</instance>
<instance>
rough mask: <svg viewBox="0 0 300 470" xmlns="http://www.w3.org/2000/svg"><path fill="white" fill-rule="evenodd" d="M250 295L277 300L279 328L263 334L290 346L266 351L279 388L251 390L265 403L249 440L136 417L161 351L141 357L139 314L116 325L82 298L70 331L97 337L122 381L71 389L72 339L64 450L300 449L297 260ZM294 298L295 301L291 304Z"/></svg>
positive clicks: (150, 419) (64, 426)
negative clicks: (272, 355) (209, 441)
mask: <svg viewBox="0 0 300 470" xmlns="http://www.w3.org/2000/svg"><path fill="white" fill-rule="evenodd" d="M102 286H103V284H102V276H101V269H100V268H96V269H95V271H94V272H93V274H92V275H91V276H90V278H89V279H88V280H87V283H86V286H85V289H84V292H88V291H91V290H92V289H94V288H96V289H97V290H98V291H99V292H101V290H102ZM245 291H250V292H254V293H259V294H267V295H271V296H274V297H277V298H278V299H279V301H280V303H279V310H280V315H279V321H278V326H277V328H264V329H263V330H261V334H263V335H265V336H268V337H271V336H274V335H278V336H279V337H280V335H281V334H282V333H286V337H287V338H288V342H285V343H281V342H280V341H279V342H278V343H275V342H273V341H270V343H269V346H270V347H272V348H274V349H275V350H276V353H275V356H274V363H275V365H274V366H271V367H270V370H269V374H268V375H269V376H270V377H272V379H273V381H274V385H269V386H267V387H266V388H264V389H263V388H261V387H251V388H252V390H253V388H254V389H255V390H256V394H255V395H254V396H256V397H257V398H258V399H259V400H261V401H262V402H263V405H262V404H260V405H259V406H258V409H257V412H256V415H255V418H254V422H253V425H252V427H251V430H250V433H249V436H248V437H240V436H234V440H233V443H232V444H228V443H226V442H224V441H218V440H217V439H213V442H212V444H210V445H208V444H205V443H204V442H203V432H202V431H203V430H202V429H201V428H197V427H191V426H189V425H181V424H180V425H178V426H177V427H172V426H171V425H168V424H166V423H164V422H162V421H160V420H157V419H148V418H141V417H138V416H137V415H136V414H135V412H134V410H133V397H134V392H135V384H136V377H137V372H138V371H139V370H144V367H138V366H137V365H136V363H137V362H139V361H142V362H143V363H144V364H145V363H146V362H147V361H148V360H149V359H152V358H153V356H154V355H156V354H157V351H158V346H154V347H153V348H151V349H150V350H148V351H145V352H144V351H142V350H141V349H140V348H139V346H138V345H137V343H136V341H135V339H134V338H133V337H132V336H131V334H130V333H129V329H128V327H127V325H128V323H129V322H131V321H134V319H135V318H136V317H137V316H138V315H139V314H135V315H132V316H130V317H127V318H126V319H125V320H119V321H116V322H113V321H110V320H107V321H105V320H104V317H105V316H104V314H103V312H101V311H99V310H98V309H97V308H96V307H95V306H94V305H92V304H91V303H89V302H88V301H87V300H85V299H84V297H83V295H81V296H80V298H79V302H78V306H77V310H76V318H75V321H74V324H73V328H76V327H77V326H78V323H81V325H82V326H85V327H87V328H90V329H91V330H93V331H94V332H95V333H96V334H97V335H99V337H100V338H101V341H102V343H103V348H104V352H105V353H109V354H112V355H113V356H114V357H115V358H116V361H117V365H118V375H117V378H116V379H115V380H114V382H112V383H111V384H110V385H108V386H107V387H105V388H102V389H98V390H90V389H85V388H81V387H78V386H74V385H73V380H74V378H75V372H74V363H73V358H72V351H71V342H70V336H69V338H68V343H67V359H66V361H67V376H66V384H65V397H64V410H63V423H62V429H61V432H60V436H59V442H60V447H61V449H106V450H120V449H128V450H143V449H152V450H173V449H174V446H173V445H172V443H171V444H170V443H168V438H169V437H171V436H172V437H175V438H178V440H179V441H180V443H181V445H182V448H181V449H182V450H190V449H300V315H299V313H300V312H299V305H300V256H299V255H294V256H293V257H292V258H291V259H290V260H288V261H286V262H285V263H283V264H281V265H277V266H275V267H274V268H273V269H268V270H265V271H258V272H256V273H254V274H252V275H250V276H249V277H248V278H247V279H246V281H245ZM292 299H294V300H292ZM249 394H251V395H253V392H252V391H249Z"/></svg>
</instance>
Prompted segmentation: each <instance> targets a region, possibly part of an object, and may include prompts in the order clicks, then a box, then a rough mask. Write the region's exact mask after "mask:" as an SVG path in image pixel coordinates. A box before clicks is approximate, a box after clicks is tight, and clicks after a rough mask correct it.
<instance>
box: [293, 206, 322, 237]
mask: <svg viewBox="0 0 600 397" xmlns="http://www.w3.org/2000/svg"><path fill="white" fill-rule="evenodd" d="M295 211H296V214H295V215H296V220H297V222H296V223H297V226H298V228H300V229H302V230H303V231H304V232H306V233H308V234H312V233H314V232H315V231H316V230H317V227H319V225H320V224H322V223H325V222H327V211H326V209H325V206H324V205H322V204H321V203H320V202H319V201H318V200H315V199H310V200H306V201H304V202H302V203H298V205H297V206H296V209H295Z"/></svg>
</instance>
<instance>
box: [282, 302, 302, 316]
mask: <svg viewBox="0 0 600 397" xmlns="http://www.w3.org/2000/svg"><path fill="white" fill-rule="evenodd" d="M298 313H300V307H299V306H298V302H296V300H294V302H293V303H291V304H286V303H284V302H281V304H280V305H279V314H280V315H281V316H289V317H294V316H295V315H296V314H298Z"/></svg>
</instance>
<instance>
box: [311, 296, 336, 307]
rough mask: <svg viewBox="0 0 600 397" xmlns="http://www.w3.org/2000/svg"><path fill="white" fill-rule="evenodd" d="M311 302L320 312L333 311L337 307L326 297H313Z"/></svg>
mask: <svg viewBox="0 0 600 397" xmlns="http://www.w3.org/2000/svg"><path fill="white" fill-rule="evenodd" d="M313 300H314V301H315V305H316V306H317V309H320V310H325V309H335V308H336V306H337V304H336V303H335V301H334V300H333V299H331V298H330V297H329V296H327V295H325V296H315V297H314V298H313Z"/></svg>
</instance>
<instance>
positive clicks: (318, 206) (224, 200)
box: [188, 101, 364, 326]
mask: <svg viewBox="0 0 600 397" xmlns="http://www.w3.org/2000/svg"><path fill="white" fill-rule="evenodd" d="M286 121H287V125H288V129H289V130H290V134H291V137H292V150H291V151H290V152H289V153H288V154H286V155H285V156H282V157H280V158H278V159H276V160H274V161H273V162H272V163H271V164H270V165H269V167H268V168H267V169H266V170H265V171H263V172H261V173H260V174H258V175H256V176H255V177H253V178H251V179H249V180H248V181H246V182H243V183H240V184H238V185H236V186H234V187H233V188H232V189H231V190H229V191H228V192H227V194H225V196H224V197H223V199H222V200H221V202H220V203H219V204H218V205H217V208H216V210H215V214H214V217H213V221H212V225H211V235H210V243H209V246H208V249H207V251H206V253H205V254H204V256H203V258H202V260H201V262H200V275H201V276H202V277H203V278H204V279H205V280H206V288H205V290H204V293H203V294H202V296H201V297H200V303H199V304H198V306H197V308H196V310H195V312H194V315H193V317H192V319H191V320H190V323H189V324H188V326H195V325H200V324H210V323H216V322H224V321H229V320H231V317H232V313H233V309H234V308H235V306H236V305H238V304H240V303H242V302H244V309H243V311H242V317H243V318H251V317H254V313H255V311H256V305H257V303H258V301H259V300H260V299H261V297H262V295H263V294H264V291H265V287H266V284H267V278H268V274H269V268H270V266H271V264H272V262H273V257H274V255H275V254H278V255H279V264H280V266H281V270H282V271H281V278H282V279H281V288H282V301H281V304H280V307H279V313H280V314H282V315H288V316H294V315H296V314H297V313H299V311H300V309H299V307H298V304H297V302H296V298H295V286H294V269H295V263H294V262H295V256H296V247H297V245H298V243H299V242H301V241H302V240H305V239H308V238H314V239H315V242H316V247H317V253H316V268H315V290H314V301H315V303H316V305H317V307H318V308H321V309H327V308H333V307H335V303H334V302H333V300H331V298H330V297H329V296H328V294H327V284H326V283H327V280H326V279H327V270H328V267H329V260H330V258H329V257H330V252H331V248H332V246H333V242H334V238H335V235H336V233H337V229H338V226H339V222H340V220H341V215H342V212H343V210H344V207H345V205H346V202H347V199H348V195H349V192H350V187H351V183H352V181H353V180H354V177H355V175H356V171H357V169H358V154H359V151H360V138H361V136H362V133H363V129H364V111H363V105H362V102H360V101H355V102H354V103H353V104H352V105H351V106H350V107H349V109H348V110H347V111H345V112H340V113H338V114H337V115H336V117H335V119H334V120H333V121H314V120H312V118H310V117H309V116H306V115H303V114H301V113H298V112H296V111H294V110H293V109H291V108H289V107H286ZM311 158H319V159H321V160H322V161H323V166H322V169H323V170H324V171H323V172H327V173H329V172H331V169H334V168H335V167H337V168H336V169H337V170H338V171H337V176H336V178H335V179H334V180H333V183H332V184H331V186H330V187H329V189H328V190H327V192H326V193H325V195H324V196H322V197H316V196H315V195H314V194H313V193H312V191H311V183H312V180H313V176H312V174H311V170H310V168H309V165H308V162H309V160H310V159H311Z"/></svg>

********************

Aim of the task: Send back exactly the lines of the listing above starting at the one with "box: [311, 296, 336, 307]" and ending at the one with "positive clicks: (318, 206) (224, 200)", inclusive, and no others.

Your solution:
box: [311, 296, 336, 307]
rough mask: <svg viewBox="0 0 600 397" xmlns="http://www.w3.org/2000/svg"><path fill="white" fill-rule="evenodd" d="M311 302L320 312L333 311L337 307L326 297H313Z"/></svg>
mask: <svg viewBox="0 0 600 397" xmlns="http://www.w3.org/2000/svg"><path fill="white" fill-rule="evenodd" d="M313 300H314V301H315V305H316V306H317V309H320V310H325V309H335V308H336V306H337V304H336V303H335V301H334V300H333V299H331V298H330V297H329V296H327V295H325V296H315V297H314V298H313Z"/></svg>
</instance>
<instance>
positive clicks: (318, 206) (224, 200)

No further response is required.